**Required task:** Please write out exactly the lines that begin at the line containing "of the flower" and run to the end of the records.

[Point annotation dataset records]
* begin *

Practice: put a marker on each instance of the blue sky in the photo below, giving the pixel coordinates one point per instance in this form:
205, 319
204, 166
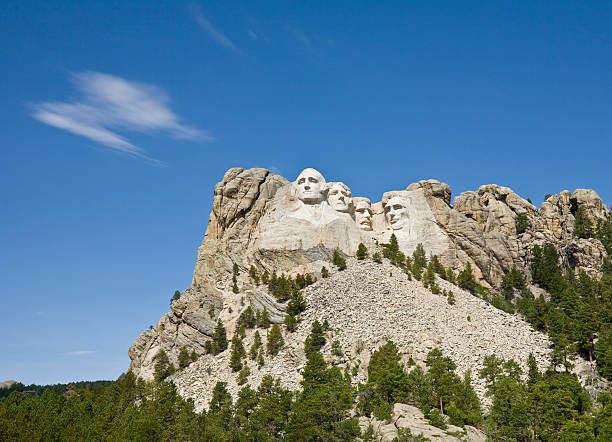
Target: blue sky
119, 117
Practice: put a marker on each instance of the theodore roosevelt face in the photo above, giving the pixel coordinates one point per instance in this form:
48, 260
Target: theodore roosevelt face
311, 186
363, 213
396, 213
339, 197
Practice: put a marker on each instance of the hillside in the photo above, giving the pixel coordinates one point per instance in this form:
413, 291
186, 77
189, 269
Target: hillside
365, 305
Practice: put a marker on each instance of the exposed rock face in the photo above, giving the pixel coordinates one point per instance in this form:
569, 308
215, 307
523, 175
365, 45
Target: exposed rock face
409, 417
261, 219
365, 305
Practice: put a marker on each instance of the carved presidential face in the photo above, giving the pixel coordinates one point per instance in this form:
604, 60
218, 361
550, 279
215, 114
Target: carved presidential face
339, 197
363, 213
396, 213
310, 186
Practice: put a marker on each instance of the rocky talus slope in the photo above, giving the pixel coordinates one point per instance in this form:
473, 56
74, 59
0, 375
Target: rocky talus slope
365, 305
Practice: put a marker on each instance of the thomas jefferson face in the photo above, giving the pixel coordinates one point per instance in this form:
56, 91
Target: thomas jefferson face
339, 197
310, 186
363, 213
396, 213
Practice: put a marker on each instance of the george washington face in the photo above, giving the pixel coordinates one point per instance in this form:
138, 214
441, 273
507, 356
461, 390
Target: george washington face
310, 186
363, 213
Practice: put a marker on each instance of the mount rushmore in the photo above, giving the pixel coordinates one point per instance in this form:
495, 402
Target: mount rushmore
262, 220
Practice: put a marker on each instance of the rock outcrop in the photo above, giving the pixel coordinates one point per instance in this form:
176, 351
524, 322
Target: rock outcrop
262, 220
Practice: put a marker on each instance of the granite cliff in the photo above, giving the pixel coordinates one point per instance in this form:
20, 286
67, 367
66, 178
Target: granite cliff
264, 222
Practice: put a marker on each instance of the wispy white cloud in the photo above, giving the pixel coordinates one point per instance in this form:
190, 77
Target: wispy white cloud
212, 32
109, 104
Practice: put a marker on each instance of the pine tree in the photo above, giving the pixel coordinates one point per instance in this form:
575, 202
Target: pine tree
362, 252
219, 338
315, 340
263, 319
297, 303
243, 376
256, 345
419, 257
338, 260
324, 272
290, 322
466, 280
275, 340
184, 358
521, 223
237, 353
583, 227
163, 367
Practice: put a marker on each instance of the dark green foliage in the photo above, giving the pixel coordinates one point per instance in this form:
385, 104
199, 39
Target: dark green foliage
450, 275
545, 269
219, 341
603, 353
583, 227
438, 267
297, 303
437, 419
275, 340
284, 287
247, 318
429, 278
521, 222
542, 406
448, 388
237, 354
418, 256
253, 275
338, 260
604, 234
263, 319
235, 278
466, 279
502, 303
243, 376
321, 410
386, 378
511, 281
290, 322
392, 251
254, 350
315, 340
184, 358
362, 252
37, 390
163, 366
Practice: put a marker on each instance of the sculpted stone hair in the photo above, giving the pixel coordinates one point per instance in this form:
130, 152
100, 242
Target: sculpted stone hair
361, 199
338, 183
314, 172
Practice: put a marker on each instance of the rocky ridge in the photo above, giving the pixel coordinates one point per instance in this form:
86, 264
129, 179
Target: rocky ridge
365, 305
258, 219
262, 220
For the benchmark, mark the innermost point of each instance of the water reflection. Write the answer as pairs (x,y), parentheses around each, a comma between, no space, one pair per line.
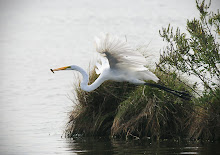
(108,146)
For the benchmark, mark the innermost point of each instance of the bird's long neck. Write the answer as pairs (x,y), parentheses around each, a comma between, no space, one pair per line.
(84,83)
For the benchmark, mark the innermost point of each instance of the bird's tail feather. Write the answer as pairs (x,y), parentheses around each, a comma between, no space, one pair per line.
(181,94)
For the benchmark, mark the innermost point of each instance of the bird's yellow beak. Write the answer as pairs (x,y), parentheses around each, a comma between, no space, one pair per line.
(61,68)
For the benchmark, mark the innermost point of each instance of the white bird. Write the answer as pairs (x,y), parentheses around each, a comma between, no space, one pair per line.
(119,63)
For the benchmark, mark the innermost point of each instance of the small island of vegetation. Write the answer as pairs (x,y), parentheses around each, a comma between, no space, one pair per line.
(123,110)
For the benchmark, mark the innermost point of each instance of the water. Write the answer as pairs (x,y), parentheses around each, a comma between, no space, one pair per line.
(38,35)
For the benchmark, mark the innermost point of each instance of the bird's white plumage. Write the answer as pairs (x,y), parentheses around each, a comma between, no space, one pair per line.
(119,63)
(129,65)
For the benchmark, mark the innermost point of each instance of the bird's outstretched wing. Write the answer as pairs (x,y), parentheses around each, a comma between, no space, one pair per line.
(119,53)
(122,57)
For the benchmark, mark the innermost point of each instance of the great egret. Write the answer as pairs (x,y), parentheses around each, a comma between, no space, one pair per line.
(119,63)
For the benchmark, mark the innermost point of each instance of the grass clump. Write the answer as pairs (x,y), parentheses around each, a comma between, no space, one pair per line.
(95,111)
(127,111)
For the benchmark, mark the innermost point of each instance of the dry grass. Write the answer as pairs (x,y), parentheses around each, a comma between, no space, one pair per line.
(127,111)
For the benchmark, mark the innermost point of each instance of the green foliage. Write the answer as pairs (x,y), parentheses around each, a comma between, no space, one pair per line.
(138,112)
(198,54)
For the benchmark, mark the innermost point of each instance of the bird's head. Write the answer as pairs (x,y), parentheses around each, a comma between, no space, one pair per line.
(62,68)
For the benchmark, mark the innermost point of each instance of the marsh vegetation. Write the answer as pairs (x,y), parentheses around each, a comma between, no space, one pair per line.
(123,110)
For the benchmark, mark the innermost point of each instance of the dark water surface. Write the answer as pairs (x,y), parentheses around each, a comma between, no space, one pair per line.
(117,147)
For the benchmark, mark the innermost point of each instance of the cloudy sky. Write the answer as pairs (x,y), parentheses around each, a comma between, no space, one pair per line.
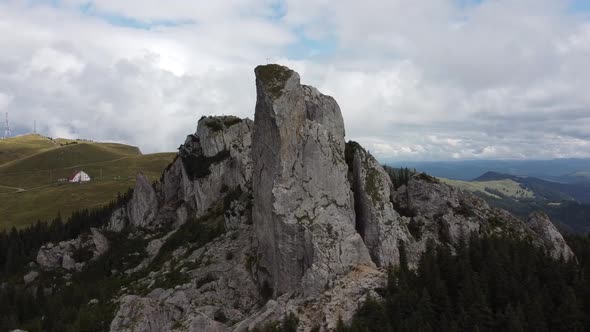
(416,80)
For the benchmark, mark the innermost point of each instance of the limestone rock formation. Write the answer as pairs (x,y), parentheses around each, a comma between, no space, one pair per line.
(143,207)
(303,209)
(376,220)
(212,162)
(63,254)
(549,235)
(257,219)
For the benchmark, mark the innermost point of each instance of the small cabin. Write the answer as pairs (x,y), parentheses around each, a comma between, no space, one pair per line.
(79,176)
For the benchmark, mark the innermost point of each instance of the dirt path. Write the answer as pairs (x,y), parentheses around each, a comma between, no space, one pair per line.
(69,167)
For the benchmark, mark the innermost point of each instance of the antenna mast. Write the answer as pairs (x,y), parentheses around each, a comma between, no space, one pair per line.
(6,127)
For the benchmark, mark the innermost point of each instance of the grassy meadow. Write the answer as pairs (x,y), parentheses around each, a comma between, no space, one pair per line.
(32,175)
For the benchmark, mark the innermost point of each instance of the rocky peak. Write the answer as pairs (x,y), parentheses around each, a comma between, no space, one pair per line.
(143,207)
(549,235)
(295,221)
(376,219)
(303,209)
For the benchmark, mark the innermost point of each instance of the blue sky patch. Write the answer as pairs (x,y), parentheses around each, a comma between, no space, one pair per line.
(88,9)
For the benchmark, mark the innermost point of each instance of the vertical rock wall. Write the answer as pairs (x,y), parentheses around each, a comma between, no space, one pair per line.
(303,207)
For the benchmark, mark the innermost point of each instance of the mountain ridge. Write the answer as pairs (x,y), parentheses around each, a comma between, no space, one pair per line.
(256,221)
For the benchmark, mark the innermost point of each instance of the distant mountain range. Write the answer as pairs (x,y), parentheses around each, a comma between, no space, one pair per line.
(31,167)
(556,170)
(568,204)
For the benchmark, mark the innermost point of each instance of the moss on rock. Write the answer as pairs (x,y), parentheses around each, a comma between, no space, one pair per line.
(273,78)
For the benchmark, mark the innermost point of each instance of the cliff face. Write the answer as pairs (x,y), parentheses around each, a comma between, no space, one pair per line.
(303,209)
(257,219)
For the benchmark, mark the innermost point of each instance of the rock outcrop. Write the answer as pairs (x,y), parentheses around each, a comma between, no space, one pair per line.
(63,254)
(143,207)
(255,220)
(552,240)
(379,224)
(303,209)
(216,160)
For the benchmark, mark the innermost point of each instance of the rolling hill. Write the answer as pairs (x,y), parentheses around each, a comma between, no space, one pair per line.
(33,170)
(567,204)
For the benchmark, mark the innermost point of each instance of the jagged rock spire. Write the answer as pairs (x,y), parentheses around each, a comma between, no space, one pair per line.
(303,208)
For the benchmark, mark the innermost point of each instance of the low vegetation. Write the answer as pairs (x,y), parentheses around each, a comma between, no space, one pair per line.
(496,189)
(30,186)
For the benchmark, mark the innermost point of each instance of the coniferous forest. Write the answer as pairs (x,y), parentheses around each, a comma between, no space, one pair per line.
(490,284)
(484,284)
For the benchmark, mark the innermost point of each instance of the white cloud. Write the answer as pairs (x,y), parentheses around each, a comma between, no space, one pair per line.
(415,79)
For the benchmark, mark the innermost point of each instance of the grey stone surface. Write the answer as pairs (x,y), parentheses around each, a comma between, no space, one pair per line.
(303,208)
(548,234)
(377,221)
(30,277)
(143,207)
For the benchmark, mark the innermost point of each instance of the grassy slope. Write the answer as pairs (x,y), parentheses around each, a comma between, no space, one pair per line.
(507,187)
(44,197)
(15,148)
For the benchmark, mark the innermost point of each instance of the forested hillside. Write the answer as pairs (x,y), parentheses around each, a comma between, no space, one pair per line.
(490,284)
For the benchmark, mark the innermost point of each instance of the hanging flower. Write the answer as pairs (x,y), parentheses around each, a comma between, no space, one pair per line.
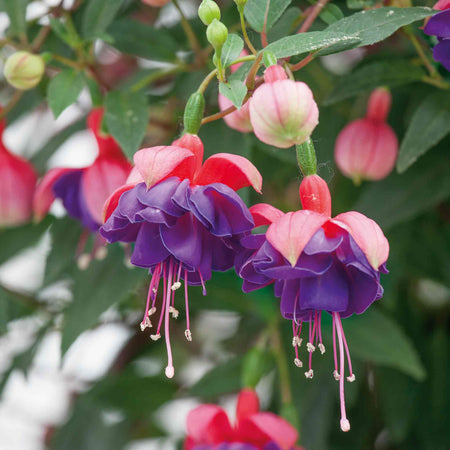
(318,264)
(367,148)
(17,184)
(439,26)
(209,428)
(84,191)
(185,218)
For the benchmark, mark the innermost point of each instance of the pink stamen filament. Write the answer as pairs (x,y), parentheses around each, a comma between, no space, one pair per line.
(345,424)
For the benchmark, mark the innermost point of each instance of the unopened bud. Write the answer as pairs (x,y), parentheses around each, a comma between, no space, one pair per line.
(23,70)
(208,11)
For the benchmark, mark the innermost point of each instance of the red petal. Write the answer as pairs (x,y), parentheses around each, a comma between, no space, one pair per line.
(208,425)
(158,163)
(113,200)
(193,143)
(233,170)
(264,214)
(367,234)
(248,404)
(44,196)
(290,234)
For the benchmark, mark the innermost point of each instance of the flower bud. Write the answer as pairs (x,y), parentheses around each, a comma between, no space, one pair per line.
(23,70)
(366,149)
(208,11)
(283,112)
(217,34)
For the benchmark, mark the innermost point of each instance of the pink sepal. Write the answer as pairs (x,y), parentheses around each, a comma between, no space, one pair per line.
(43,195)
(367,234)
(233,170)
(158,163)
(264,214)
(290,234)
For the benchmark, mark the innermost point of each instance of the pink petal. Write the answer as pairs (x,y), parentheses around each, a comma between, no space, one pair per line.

* end *

**Final answer:**
For the benchmark, mark the innermost point of each instance of the flower bud. Write the answer as pairs (x,y), parentheses around each, a comma between, no space, one pair per line.
(23,70)
(366,149)
(208,11)
(283,112)
(217,34)
For the benchmark, mark the innermost point of each instance of the pink sepal. Write the answer as pairs (x,y), parentheses around each, a comma between, no space, one pair per line.
(43,195)
(367,234)
(233,170)
(158,163)
(264,214)
(290,234)
For the benchmark, mark the innermost point of each instance of the pink petal. Write the answer as pairs (x,y), parentheses around each, a comma between, no space, one pair per line.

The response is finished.